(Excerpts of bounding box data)
--
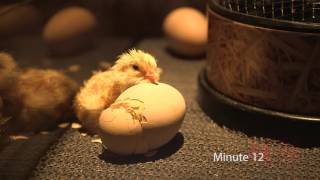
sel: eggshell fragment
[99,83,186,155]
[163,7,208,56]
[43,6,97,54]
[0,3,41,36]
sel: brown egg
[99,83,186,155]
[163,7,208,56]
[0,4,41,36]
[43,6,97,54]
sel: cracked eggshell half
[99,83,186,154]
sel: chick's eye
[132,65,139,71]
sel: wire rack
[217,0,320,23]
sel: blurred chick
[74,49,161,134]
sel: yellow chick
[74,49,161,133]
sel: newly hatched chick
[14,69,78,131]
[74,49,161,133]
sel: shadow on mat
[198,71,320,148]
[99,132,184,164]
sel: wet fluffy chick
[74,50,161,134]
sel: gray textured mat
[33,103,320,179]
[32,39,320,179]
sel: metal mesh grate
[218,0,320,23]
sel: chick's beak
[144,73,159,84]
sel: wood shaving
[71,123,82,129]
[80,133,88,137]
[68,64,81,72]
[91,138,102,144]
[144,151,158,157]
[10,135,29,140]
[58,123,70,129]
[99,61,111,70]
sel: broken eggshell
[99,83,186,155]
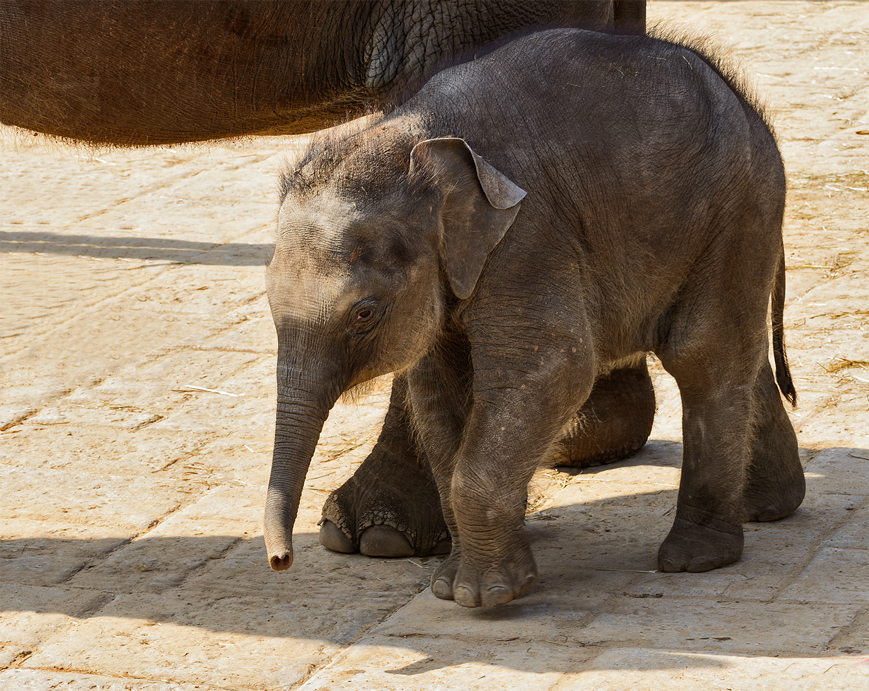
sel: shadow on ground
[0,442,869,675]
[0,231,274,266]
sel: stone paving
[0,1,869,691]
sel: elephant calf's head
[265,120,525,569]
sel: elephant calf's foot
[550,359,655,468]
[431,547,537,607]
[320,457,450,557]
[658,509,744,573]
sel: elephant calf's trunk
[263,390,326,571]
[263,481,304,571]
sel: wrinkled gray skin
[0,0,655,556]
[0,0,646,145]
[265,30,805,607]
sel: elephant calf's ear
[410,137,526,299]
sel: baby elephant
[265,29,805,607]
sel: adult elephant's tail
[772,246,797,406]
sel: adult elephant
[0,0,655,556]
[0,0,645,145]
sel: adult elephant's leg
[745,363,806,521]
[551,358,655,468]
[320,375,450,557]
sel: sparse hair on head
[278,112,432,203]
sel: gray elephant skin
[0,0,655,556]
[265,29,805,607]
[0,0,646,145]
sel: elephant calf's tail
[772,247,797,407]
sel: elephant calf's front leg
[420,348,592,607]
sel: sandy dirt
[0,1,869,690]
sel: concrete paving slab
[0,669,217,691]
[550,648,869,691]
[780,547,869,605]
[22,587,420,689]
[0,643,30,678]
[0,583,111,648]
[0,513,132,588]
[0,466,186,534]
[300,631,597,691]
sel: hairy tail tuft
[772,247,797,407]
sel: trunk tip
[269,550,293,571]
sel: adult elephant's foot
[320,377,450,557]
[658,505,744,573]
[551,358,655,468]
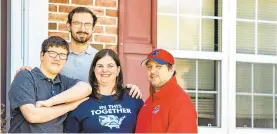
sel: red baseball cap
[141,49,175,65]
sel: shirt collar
--
● **Written instruction**
Convert every line of the records above into a Markdown table with the columns "Row" and "Line," giving each line its own numbered row and skipping blank lines. Leave out the pictures.

● **Exercise answer**
| Row | Line |
|---|---|
| 1 | sel: eggshell fragment |
| 2 | [99,83,186,155] |
| 3 | [163,7,208,56] |
| 4 | [43,6,97,54] |
| 5 | [0,3,41,36] |
| 6 | sel: brown egg |
| 7 | [99,83,186,155] |
| 8 | [163,7,208,56] |
| 9 | [0,4,41,36] |
| 10 | [43,6,97,54] |
| 11 | sel: cracked eggshell half |
| 12 | [99,83,186,154] |
| 13 | sel: chick's eye |
| 14 | [132,65,139,71] |
| 15 | sel: wire rack |
| 16 | [217,0,320,23] |
| 17 | sel: blurred chick |
| 18 | [74,49,161,134] |
| 19 | sel: yellow chick |
| 20 | [74,49,161,133] |
| 21 | sel: newly hatched chick |
| 22 | [14,69,78,131] |
| 23 | [74,49,161,133] |
| 24 | sel: shadow on mat |
| 25 | [198,71,320,148] |
| 26 | [99,132,184,164] |
| 27 | sel: wet fluffy chick |
| 28 | [74,50,161,134] |
| 29 | sel: gray textured mat |
| 30 | [33,103,320,179] |
| 31 | [32,39,320,179] |
| 32 | sel: metal mesh grate |
| 33 | [218,0,320,23] |
| 34 | sel: chick's beak |
| 35 | [144,73,159,84] |
| 36 | sel: wood shaving |
| 37 | [71,123,82,129] |
| 38 | [80,133,88,137] |
| 39 | [68,64,81,72] |
| 40 | [91,138,102,144] |
| 41 | [144,151,158,157] |
| 42 | [10,135,29,140] |
| 43 | [58,123,70,129] |
| 44 | [99,61,111,70] |
| 45 | sel: broken eggshell |
| 46 | [99,83,186,155] |
| 47 | sel: shadow on ground |
| 48 | [0,442,869,675] |
| 49 | [0,231,274,266] |
| 50 | sel: stone paving |
| 51 | [0,1,869,691] |
| 52 | sel: elephant calf's head |
| 53 | [265,120,525,569] |
| 54 | sel: elephant calf's foot |
| 55 | [550,359,655,468] |
| 56 | [431,547,537,607] |
| 57 | [320,457,450,557] |
| 58 | [658,509,744,573] |
| 59 | sel: elephant calf's trunk |
| 60 | [263,390,326,571] |
| 61 | [263,481,304,571] |
| 62 | sel: wrinkled gray skin |
| 63 | [0,0,655,556] |
| 64 | [0,0,646,145] |
| 65 | [265,30,805,607] |
| 66 | sel: elephant calf's ear |
| 67 | [410,137,526,299] |
| 68 | sel: baby elephant |
| 69 | [265,29,805,607] |
| 70 | sel: adult elephant's tail |
| 71 | [772,246,797,406] |
| 72 | sel: adult elephant |
| 73 | [0,0,655,556] |
| 74 | [0,0,645,145] |
| 75 | sel: adult elephant's leg |
| 76 | [745,363,806,521] |
| 77 | [551,358,655,468] |
| 78 | [320,375,450,557] |
| 79 | sel: sparse hair on head |
| 80 | [278,112,432,203] |
| 81 | sel: gray elephant skin |
| 82 | [0,0,655,556] |
| 83 | [265,29,805,607] |
| 84 | [0,0,646,145] |
| 85 | sel: elephant calf's tail |
| 86 | [772,247,797,407] |
| 87 | sel: elephant calf's front leg |
| 88 | [420,348,592,607] |
| 89 | sel: sandy dirt |
| 90 | [0,1,869,690] |
| 91 | sel: concrete paving slab |
| 92 | [0,669,217,691] |
| 93 | [550,648,869,691] |
| 94 | [780,547,869,605] |
| 95 | [22,587,420,689] |
| 96 | [0,643,30,678] |
| 97 | [0,583,111,648] |
| 98 | [0,513,132,588] |
| 99 | [0,466,186,534] |
| 100 | [300,631,597,691] |
| 101 | sel: hairy tail tuft |
| 102 | [772,247,797,407] |
| 103 | sel: trunk tip |
| 104 | [269,550,293,571] |
| 105 | sel: adult elephant's foot |
| 106 | [320,377,450,557] |
| 107 | [658,505,744,573] |
| 108 | [551,358,655,468] |
| 109 | sel: red baseball cap |
| 110 | [141,49,175,65] |
| 111 | sel: shirt collar |